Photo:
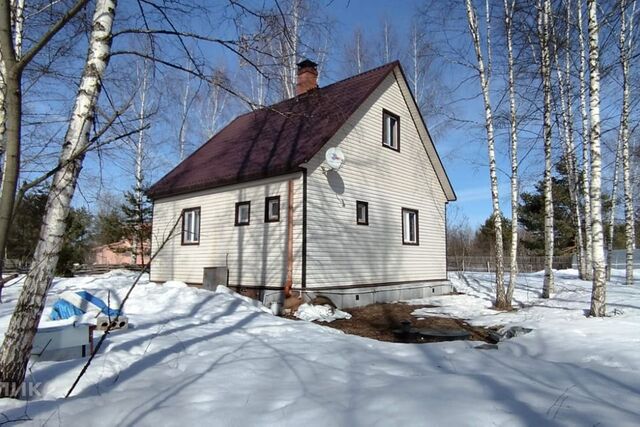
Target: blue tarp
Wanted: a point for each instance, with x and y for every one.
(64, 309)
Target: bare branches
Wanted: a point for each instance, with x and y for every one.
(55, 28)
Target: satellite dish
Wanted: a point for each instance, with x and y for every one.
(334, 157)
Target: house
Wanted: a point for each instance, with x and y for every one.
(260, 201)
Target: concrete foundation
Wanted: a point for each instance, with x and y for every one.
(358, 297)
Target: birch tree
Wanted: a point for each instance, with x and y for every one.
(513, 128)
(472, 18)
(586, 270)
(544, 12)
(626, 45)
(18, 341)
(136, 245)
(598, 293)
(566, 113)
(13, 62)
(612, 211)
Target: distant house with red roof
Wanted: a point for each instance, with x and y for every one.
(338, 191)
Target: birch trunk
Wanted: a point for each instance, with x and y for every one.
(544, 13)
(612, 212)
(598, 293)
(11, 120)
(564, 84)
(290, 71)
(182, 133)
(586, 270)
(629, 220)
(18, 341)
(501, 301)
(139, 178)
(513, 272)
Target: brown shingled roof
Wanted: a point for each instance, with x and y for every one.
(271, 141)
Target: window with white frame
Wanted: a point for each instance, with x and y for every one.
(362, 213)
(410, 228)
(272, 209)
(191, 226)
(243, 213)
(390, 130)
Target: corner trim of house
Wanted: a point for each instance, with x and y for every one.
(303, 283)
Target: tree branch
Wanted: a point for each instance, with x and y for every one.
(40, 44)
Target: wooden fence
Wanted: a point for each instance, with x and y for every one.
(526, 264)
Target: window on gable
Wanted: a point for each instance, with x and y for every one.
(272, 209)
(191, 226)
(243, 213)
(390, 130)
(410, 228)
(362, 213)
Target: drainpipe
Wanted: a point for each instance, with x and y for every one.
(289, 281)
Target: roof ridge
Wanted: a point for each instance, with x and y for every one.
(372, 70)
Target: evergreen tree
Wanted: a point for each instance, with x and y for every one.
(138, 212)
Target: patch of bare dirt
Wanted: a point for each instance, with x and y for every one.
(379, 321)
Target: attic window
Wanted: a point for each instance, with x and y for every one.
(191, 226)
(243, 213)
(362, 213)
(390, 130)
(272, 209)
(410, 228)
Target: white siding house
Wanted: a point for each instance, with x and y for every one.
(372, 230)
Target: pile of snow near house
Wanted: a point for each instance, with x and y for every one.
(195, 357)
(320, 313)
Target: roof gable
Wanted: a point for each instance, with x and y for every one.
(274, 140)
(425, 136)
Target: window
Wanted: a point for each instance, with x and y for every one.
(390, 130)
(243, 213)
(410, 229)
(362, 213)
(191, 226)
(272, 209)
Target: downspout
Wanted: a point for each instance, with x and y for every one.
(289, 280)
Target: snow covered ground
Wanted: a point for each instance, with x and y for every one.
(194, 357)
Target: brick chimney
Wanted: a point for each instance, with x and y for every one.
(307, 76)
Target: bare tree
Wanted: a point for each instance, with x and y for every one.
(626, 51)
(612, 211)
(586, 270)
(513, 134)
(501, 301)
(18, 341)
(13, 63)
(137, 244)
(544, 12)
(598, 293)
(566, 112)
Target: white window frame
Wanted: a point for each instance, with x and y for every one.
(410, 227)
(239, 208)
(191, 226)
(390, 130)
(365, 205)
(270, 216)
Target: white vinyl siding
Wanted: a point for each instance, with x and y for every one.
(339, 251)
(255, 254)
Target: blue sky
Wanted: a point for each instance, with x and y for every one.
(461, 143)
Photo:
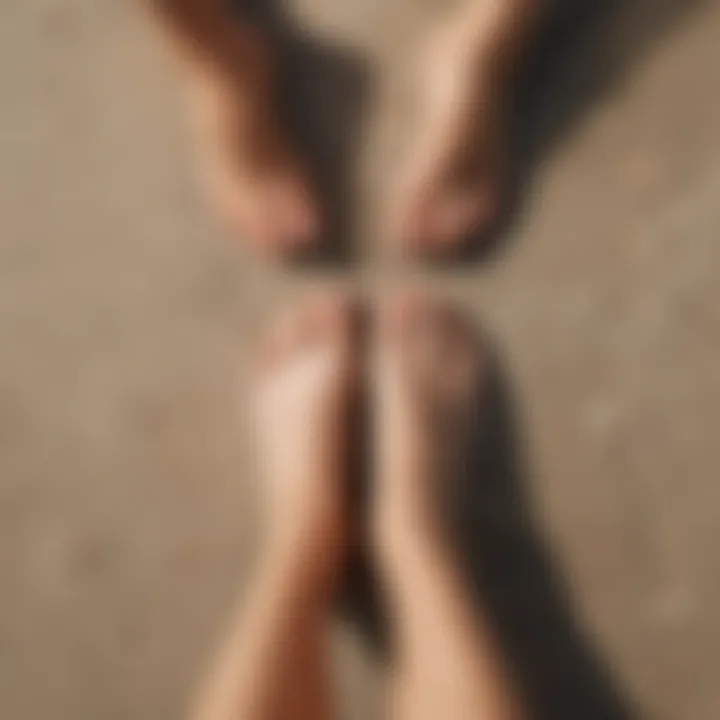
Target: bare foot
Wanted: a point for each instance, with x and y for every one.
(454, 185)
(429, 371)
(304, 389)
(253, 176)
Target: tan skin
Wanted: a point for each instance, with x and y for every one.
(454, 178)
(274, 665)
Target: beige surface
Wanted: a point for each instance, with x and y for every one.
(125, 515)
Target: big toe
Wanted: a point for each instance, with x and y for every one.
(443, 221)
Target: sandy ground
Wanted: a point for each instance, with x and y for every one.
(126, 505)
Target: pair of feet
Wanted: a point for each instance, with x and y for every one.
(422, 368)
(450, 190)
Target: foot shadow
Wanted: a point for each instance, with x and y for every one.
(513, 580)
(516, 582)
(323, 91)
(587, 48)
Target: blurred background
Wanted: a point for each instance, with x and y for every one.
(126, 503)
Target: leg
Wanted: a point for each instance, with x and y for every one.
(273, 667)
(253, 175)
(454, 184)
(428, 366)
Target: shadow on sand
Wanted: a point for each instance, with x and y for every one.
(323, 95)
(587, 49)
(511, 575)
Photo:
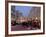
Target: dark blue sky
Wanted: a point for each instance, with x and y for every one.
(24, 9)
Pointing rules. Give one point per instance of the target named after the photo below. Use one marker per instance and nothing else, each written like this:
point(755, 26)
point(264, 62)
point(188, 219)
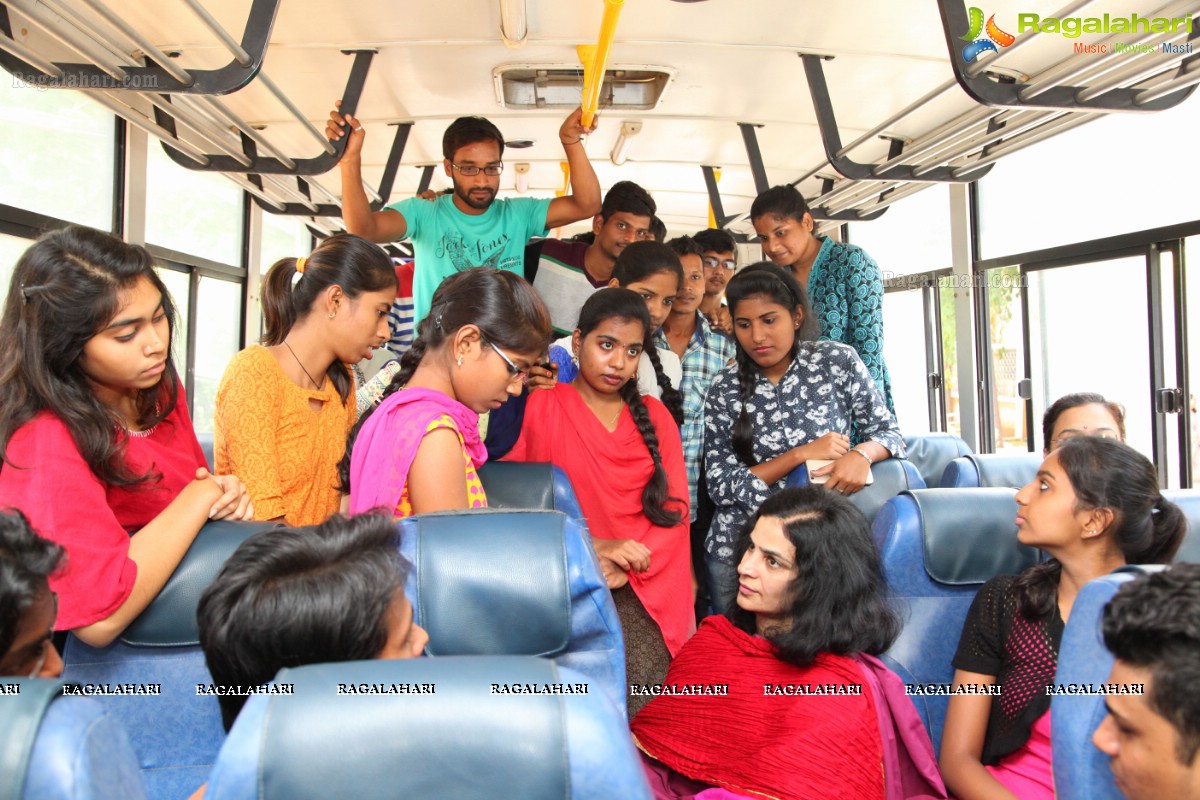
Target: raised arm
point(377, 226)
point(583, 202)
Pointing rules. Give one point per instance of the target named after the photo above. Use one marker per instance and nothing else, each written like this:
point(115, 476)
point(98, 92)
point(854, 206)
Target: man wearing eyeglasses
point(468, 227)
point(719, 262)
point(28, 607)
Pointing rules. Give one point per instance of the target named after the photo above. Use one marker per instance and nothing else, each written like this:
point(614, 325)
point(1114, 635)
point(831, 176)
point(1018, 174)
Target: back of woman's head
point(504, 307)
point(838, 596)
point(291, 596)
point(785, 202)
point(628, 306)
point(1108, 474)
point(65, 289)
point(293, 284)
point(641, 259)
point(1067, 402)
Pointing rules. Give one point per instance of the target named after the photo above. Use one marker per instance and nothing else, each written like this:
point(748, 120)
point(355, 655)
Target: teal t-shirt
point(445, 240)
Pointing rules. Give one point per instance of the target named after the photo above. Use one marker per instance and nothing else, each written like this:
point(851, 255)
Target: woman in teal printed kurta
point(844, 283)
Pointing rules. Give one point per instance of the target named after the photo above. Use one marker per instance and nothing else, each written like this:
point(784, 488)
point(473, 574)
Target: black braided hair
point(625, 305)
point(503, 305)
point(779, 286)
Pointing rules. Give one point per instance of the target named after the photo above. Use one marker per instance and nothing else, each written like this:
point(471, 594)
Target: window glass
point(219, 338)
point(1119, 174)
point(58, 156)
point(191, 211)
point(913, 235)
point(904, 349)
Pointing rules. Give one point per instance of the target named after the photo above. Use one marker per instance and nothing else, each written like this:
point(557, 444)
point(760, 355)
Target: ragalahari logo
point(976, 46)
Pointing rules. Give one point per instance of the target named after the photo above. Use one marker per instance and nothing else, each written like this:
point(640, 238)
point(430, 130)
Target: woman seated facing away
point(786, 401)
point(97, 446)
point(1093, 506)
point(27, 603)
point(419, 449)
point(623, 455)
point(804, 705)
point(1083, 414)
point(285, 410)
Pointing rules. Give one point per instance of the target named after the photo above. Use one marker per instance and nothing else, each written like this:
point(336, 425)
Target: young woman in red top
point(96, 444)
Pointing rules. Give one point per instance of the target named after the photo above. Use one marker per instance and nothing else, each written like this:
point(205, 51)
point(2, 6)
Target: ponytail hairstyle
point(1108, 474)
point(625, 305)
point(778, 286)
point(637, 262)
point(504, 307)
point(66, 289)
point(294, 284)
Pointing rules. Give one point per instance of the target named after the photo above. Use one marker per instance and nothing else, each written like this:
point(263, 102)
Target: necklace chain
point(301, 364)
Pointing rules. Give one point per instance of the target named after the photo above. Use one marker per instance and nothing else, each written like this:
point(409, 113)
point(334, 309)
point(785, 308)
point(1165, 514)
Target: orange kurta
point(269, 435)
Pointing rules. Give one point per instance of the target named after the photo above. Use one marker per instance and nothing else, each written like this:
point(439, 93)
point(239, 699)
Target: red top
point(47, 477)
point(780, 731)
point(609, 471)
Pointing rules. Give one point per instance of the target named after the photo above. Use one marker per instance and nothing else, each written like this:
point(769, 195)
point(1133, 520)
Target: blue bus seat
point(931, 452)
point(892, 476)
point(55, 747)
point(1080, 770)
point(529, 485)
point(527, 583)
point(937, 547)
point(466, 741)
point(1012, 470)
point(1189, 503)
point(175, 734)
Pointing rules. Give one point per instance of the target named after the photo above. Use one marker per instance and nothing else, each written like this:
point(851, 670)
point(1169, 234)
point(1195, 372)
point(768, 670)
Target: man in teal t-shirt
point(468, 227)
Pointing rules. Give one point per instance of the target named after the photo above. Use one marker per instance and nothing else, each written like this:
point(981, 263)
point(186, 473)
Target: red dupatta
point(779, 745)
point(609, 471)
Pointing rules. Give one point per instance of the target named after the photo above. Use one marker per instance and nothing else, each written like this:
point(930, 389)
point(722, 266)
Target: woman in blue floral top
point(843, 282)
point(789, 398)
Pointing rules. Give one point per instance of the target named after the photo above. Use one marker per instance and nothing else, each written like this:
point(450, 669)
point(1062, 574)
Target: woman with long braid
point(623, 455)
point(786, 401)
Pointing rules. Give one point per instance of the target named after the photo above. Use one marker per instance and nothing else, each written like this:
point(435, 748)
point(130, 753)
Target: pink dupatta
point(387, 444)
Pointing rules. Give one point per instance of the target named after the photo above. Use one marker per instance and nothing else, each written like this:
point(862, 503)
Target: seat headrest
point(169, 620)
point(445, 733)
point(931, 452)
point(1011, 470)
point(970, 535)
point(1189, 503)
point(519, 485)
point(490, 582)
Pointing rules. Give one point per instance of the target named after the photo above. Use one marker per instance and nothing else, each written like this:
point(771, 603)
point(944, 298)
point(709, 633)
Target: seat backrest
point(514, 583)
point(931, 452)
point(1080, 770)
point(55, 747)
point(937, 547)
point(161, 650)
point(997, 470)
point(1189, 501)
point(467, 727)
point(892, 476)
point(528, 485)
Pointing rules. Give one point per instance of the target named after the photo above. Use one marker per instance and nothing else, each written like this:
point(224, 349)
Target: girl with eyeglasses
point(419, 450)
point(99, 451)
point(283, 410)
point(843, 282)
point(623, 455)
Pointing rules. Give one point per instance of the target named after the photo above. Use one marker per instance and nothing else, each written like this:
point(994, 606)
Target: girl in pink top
^^^^
● **Activity**:
Search the entries for the string "shadow". Copy every line that has it.

● **Reply**:
Target: foot shadow
Target: shadow on sand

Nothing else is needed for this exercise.